◆ Excerpts from a point labeling dataset:
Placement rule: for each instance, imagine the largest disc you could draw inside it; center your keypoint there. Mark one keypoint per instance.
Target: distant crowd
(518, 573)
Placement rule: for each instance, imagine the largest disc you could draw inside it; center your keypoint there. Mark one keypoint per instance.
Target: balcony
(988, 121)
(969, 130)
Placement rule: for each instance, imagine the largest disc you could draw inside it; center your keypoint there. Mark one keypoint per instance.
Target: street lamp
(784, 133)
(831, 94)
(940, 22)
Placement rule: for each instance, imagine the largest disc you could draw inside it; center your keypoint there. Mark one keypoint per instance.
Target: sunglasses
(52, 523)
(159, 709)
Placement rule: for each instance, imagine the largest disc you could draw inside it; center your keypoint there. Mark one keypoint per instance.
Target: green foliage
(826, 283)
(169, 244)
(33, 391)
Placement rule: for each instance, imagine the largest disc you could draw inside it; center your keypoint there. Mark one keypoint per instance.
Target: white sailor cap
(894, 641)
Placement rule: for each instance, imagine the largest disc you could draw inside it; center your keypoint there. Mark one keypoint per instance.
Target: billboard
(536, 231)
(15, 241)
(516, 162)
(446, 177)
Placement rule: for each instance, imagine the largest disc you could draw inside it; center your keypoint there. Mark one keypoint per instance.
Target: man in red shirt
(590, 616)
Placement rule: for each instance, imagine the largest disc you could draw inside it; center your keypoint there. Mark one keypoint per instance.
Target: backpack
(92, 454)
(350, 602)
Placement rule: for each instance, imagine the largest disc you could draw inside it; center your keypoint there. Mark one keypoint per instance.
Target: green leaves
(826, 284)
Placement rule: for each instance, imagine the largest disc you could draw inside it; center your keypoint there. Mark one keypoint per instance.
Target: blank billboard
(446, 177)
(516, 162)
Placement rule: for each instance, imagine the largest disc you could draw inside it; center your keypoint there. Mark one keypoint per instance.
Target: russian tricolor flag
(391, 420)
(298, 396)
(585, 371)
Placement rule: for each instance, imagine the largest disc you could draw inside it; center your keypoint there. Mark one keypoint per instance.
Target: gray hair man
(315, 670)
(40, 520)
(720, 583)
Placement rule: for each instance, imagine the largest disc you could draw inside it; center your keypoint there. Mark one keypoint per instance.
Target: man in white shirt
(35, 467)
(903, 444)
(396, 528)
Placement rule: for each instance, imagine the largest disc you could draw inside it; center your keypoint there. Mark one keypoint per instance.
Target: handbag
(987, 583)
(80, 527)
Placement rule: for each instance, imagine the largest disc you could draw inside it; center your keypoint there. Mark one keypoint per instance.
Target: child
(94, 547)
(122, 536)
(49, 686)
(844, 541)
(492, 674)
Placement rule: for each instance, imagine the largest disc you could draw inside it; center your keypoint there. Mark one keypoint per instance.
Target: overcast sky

◆ THE REQUEST:
How many lines of the records above contain the word "white"? Case counts. Reply with the number only.

◆ TASK RESULT:
2